Segmentation mask data:
==================================================
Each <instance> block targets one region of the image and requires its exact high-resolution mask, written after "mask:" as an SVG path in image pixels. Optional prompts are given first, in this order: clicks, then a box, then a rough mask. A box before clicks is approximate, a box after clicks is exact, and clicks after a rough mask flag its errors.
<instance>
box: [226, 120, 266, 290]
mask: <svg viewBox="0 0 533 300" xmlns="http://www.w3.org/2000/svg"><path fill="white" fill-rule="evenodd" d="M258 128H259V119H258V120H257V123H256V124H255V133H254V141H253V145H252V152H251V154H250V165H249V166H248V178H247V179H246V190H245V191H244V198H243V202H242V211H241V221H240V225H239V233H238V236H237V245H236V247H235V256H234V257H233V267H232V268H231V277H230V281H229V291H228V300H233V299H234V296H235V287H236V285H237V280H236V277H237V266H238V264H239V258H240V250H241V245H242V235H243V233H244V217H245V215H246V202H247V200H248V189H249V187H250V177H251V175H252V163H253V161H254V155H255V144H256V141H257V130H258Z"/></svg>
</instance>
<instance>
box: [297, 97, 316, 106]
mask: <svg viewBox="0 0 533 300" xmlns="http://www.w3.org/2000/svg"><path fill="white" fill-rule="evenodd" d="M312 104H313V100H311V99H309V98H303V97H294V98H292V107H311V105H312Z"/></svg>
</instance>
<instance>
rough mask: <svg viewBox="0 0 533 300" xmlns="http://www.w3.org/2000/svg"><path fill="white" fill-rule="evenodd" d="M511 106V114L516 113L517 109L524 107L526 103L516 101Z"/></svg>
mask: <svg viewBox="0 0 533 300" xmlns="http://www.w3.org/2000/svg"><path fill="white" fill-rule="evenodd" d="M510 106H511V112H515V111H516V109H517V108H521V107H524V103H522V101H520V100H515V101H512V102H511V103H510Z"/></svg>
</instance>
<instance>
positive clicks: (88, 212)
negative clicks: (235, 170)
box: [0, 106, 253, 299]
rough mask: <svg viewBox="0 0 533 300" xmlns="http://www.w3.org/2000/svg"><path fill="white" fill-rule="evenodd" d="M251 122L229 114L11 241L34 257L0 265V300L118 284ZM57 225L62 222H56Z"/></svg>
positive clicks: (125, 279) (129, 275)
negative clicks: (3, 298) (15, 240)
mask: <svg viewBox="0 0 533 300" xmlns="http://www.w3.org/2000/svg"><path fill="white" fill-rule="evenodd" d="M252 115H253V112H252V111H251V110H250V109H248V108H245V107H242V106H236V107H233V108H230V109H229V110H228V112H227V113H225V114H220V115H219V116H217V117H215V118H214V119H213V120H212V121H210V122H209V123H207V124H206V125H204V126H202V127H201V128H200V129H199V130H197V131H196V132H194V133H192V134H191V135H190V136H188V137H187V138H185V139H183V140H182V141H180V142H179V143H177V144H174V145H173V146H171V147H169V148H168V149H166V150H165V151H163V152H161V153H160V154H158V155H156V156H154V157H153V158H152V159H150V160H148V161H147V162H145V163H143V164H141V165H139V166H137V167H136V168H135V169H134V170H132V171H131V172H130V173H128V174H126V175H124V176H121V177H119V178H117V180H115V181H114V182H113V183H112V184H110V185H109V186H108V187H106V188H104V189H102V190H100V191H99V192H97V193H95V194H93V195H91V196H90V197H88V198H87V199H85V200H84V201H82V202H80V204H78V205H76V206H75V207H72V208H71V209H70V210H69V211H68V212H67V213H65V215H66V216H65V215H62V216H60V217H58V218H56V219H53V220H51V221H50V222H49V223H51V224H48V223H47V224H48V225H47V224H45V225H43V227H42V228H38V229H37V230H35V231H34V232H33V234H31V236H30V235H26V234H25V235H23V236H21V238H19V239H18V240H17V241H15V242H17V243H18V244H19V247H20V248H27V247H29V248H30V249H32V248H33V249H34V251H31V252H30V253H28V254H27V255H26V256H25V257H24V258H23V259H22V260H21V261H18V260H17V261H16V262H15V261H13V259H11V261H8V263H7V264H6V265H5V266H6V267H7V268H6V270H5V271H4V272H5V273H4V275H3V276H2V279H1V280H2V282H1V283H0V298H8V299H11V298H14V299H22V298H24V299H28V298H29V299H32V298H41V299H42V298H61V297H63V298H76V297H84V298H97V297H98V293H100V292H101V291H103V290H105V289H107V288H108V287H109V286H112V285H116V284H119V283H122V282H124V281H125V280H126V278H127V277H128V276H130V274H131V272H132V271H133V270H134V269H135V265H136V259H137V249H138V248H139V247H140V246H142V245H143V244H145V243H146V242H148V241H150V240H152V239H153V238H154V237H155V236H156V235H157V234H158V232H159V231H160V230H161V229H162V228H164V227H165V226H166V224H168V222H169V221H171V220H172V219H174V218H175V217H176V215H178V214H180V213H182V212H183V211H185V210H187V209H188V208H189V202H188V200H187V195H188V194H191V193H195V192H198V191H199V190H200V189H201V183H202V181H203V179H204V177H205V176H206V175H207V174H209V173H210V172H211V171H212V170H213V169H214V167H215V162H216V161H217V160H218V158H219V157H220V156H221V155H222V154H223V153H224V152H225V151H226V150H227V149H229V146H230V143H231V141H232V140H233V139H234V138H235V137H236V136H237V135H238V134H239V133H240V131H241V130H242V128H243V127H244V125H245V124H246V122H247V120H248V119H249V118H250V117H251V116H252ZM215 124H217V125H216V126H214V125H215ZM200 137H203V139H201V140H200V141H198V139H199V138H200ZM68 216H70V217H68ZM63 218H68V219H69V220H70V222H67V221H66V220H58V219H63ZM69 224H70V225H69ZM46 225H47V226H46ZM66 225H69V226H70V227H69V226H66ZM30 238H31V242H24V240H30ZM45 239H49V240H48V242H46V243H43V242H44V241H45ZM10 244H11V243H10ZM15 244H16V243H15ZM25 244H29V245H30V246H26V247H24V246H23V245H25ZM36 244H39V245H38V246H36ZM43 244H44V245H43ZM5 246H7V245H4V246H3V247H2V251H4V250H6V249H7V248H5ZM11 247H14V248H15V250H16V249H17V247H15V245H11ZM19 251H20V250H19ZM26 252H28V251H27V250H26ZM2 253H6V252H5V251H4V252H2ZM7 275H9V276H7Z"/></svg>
==================================================
= What to do =
Can you write out all of the material above again, swapping every "rough mask" for "coarse mask" and leaving everything else unchanged?

= Output of the exercise =
Each <instance> block targets one region of the image and requires its exact high-resolution mask, written after "mask:" as an SVG path in image pixels. Optional prompts are given first, in this order: clicks, then a box, then a coarse mask. A box before clicks is approximate, a box after clicks is exact, and clicks after a coarse mask flag its errors.
<instance>
box: [226, 120, 266, 290]
mask: <svg viewBox="0 0 533 300" xmlns="http://www.w3.org/2000/svg"><path fill="white" fill-rule="evenodd" d="M258 128H259V119H258V120H257V123H256V124H255V133H254V141H253V145H252V152H251V154H250V165H249V166H248V178H247V179H246V190H245V191H244V198H243V202H242V211H241V221H240V225H239V233H238V236H237V245H236V247H235V256H234V257H233V267H232V268H231V277H230V281H229V291H228V300H233V299H234V296H235V287H236V285H237V280H236V277H237V266H238V264H239V258H240V250H241V245H242V235H243V233H244V217H245V215H246V202H247V200H248V189H249V187H250V177H251V175H252V163H253V161H254V155H255V144H256V141H257V130H258Z"/></svg>
</instance>
<instance>
box: [297, 97, 316, 106]
mask: <svg viewBox="0 0 533 300" xmlns="http://www.w3.org/2000/svg"><path fill="white" fill-rule="evenodd" d="M312 104H313V100H311V99H309V98H303V97H294V98H292V107H311V105H312Z"/></svg>
</instance>
<instance>
coarse mask: <svg viewBox="0 0 533 300" xmlns="http://www.w3.org/2000/svg"><path fill="white" fill-rule="evenodd" d="M511 106V114L516 113L517 109L524 107L526 103L516 101Z"/></svg>
mask: <svg viewBox="0 0 533 300" xmlns="http://www.w3.org/2000/svg"><path fill="white" fill-rule="evenodd" d="M510 106H511V112H515V111H516V109H517V108H521V107H524V103H522V101H520V100H515V101H512V102H511V103H510Z"/></svg>
</instance>
<instance>
positive clicks: (88, 212)
negative clicks: (235, 170)
box: [0, 106, 253, 299]
coarse mask: <svg viewBox="0 0 533 300" xmlns="http://www.w3.org/2000/svg"><path fill="white" fill-rule="evenodd" d="M251 122L229 114L11 241L34 257L0 265V300L118 284ZM57 225L62 222H56Z"/></svg>
positive clicks: (125, 279) (129, 275)
negative clicks: (3, 298) (15, 240)
mask: <svg viewBox="0 0 533 300" xmlns="http://www.w3.org/2000/svg"><path fill="white" fill-rule="evenodd" d="M252 115H253V112H252V111H251V110H250V109H248V108H245V107H242V106H236V107H233V108H230V109H229V110H228V112H227V113H225V114H220V115H219V116H217V117H215V118H214V119H213V120H212V121H210V122H209V123H207V124H206V125H204V126H202V127H201V128H200V129H199V130H197V131H196V132H194V133H192V134H191V135H190V136H188V137H187V138H185V139H183V140H182V141H180V142H179V143H177V144H174V145H173V146H171V147H169V148H168V149H166V150H165V151H163V152H161V153H160V154H158V155H156V156H154V157H153V158H152V159H150V160H148V161H147V162H145V163H143V164H141V165H139V166H137V167H136V168H135V169H134V170H132V171H131V172H130V173H128V174H126V175H124V176H121V177H119V178H117V180H115V181H114V182H113V183H112V184H110V185H109V186H108V187H106V188H104V189H102V190H100V191H99V192H97V193H95V194H93V195H91V196H90V197H88V198H87V199H85V200H84V201H82V202H80V204H78V205H76V206H75V207H72V208H71V209H70V210H69V211H68V212H67V213H65V215H66V216H65V215H62V216H60V217H58V218H56V219H53V220H51V221H50V222H49V223H51V224H48V223H47V224H48V225H47V224H45V225H43V227H42V228H38V229H37V230H35V231H34V232H33V234H31V236H30V235H26V234H25V235H23V236H21V238H19V239H18V240H17V241H15V242H17V243H18V244H19V247H20V248H27V247H29V248H30V249H32V248H33V249H34V251H31V252H30V253H28V254H27V255H26V256H25V257H24V258H23V259H22V260H21V261H18V260H17V261H16V262H15V261H13V259H11V261H8V263H7V264H6V265H5V266H6V267H7V268H6V270H5V271H4V272H5V273H4V275H3V276H2V279H1V280H2V282H1V283H0V298H8V299H11V298H14V299H22V298H24V299H28V298H29V299H32V298H41V299H42V298H61V297H63V298H76V297H84V298H97V297H98V293H100V292H101V291H103V290H105V289H107V288H108V287H109V286H112V285H116V284H119V283H122V282H124V281H125V280H126V278H127V277H128V276H130V274H131V272H132V271H133V270H134V269H135V265H136V259H137V249H138V248H139V247H140V246H142V245H143V244H145V243H146V242H148V241H150V240H152V239H153V238H154V237H155V236H156V235H157V234H158V232H159V231H160V230H161V229H162V228H164V227H165V226H166V224H168V222H169V221H171V220H172V219H174V218H175V217H176V215H178V214H180V213H182V212H183V211H185V210H187V209H188V208H189V202H188V200H187V195H188V194H191V193H195V192H198V191H199V190H200V189H201V183H202V181H203V179H204V177H205V176H206V175H207V174H209V173H210V172H211V171H212V170H213V169H214V167H215V162H216V161H217V160H218V158H219V157H220V156H221V155H222V154H223V153H224V152H225V151H226V150H227V149H229V146H230V143H231V141H232V140H233V139H234V138H235V137H236V136H237V135H238V134H239V133H240V131H241V130H242V128H243V127H244V125H245V124H246V122H247V120H248V119H249V118H250V117H251V116H252ZM215 124H217V125H216V126H214V125H215ZM200 137H203V139H201V140H200V141H198V139H199V138H200ZM68 216H70V217H68ZM63 218H68V219H69V220H70V222H67V221H66V220H58V219H63ZM69 224H70V225H69ZM46 225H47V226H46ZM66 225H69V226H70V227H69V226H66ZM30 238H31V242H24V240H30ZM45 239H49V240H48V242H46V243H43V242H44V241H45ZM10 244H11V243H10ZM15 244H16V243H15ZM25 244H29V245H30V246H26V247H24V246H23V245H25ZM36 244H39V245H38V246H36ZM43 244H44V245H43ZM5 246H7V245H4V246H3V247H2V251H4V250H6V249H7V248H5ZM11 247H14V248H15V250H16V249H17V247H15V245H11ZM19 251H20V250H19ZM26 252H28V251H27V250H26ZM2 253H6V252H5V251H4V252H2ZM7 275H9V276H7Z"/></svg>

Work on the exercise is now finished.